• TEXTO APRESENTADO

O puritano é um cara que, não podendo mentir para não ir arder em algum inferno (sei lá em que inferno teme arder esse povo), não mente, mas planeja toda sua navegação de modo a nunca precisar mentir. Dar um jeito de evitar que certas perguntas sejam feitas. Quando Marlowe é interrogado pela polícia, sempre chega um ponto em que ele diz, “parou”, e se cala.

Chandler criticava em muitos escritores contemporâneos seus um desconhecimento negligente de como funcionava o próprio universo que estavam descrevendo, o dos policiais, bandidos, quadrilhas, autoridades, etc.  Não conheciam porque eram homens pacatos que viviam em suas casas com esposa, crianças e contas a pagar. Uns poucos contavam histórias que tinham vivido. Experiência de ganhar a vida como detetive, antes, só Dashiell Hammett.



(Hammett,_by_Jay_Stephens) 


Ou então, cada um dava o joão-sem-braço que o favorecia: o grande amigo de Chandler, Erle Stanley Gardner, tinha experiência de tribunal e criou o advogado-detetive Perry Mason, herói de dezenas de duelos finais eletrizantes em pleno tribunal do júri.

• TRECHO DE ORIGEM

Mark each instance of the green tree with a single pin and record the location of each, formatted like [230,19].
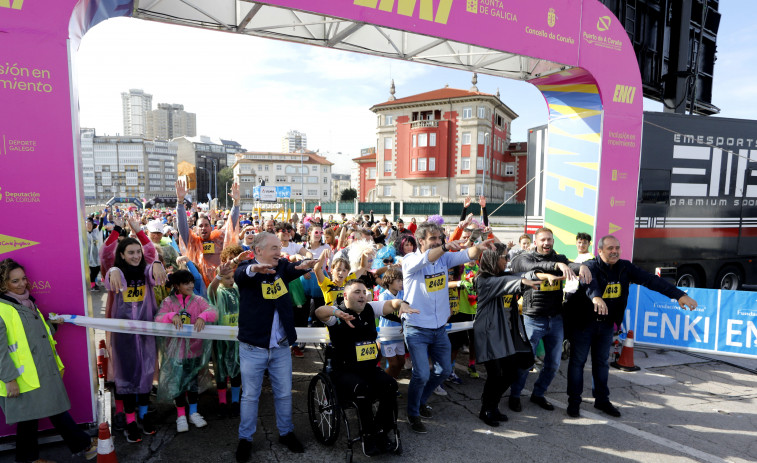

• INSTRUÇÕES DO EXERCÍCIO
Por favor, dê continuidade ao texto sobre Chandler e os escritores de romances policiais, não à listagem, começando logo após a última frase do texto.

• RESPOSTA DO EXERCÍCIO
Chandler se informava. Ele não tinha apenas a aparência de um contabilista (como ironizavam alguns colegas em Hollywood), tinha a mentalidade também. Estudava os direitos civis e profissionais de um detetive e qual a maneira mais adequada de estar sempre dentro da lei. A maioria dos autores (dizia ele) descreve investigações policiais sem pé nem cabeça, que fariam um policial de verdade estourar de riso e perder o respeito pelo livro.

Um policial, irritado com Marlowe, diz: “Sua licença está cassada, a partir deste instante.” Marlowe rebate: “Minha licença é válida até ser revogada pela entidade que a emitiu. Não antes.” O tira muda de assunto. Marlowe sabe que está na lei, e sabe que o policial também sabe. E que há pelo menos uma testemunha.

A cara de pau que tem Marlowe para se meter em situações que dificilmente dariam certo pode vir da grande admiração de Chandler pelo Perry Mason criado por Gardner.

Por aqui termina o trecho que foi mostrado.